──────── DATA FOR THE TASK ────────

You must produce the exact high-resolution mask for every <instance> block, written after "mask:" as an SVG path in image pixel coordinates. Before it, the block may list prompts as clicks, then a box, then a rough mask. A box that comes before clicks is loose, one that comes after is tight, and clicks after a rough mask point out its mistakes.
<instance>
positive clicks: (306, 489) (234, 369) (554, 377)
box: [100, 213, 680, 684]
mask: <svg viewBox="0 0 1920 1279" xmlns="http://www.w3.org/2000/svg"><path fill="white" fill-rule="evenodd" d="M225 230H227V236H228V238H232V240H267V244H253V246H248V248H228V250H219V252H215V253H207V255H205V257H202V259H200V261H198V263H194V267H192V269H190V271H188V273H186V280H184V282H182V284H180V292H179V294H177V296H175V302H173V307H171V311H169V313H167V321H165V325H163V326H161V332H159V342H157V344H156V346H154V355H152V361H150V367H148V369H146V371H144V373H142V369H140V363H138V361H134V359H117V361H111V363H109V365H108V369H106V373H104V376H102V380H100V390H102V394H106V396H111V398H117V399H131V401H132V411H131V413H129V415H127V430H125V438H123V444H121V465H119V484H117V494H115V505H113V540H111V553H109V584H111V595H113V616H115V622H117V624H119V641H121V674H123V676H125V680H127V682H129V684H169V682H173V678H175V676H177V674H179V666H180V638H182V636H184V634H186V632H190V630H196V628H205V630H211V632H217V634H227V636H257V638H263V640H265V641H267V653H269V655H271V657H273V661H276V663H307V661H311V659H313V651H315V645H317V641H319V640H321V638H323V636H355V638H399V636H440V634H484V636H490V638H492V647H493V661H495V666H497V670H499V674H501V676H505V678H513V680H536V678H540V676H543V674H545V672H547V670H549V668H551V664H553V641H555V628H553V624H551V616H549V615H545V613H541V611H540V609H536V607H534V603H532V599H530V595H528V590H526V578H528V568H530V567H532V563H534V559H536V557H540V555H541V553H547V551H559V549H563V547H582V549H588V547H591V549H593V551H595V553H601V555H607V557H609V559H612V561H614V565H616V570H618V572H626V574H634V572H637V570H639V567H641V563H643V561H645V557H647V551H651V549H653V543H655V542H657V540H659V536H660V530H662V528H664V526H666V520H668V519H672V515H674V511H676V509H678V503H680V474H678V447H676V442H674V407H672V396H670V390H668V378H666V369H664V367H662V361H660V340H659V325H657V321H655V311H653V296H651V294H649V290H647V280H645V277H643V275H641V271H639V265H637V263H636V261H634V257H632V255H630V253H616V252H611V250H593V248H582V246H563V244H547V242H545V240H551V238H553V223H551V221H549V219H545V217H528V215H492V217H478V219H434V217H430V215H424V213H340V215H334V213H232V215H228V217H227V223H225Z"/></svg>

────────

» WHAT TO PRODUCE: On how many lines of the listing does the string "clicks" occur? Give the number by itself.

» ANSWER SECTION: 2